Goal of the exercise >>
Copy every line of the listing from the line containing "written like (274,189)." through the end of the listing, both ends included, keeping the requests and their sample points unchanged. In the answer points, multiply each coordinate by 1.1 and round to a whole number, with halves rounded up.

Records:
————
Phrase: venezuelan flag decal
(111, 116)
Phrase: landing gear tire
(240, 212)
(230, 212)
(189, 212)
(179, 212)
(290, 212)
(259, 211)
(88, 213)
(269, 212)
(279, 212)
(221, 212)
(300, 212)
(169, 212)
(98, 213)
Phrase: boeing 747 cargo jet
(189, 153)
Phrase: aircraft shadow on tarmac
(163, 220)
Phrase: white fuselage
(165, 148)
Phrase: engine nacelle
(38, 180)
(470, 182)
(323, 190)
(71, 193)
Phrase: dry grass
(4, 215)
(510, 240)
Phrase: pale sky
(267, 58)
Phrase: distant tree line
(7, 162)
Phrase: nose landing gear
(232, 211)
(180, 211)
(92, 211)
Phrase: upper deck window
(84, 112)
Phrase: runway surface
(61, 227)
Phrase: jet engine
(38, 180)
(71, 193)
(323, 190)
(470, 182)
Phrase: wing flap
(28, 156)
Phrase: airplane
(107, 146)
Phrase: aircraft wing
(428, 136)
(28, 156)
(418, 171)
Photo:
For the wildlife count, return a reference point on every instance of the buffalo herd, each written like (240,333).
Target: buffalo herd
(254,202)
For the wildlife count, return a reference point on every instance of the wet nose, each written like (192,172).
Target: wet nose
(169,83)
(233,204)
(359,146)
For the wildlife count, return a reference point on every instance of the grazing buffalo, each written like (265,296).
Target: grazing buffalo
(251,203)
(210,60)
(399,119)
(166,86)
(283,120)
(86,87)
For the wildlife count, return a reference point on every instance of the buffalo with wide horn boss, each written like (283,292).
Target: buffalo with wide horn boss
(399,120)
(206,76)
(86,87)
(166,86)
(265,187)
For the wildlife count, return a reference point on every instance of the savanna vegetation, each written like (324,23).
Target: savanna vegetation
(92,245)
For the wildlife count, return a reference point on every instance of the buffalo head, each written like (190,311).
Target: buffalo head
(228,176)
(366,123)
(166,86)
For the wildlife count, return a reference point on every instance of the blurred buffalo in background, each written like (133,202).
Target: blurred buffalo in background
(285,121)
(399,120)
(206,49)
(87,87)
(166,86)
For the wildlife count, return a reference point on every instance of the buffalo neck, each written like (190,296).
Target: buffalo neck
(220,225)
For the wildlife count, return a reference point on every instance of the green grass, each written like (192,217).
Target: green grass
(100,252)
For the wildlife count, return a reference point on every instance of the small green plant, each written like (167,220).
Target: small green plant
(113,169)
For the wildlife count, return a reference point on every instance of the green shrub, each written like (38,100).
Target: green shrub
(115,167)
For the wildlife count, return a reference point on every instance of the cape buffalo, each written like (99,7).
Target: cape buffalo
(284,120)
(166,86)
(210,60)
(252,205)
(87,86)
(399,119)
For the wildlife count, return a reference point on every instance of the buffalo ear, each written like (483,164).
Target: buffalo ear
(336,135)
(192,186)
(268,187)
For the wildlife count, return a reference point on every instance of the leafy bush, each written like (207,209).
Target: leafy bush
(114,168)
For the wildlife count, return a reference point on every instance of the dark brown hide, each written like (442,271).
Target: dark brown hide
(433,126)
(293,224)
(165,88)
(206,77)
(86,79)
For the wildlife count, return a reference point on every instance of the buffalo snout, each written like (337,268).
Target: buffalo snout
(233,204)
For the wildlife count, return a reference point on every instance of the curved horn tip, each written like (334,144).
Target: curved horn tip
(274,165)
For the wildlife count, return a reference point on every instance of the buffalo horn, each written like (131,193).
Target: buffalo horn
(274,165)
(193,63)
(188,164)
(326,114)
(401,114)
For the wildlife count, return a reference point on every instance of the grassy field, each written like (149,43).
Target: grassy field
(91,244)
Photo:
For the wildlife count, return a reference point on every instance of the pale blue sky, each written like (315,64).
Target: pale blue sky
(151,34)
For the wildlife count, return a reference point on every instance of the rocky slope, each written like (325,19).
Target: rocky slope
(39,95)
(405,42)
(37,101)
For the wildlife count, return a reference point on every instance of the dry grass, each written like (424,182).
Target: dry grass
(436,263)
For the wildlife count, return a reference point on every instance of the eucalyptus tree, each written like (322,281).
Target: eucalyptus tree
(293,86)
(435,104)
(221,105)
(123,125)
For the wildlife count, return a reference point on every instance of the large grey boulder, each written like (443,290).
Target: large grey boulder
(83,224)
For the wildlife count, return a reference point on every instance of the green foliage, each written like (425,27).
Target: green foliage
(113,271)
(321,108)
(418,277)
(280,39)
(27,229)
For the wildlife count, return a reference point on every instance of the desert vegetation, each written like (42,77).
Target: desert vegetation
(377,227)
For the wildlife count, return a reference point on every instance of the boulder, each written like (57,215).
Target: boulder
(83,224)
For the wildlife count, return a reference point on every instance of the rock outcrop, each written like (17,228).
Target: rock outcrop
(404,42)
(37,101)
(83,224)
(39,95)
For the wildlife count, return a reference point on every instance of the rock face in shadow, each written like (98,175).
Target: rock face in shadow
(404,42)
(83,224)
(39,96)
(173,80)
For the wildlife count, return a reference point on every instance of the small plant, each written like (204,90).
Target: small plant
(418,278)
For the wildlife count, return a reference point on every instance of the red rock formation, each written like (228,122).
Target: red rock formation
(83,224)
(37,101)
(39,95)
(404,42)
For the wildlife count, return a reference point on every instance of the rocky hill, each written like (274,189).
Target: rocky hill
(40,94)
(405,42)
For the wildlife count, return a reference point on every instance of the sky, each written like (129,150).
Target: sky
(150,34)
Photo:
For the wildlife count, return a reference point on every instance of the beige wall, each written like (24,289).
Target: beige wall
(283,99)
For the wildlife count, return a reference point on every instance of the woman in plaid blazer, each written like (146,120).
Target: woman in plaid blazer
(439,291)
————
Output below >>
For the wildlife count, return a reference point on every instance of the rocky hill, each written like (274,189).
Target: rocky hill
(44,103)
(446,46)
For the wildlife count, return a reference point on every instance of the sky, each written like (129,150).
Target: sky
(165,37)
Photo:
For the wildlife count, return a reference point on every instance of the beige wall, each written like (24,289).
Target: beige wall
(311,109)
For the wildlife count, return a reference point on every instance of the woman in plaid blazer, each written like (146,120).
Target: woman in plaid blazer
(483,320)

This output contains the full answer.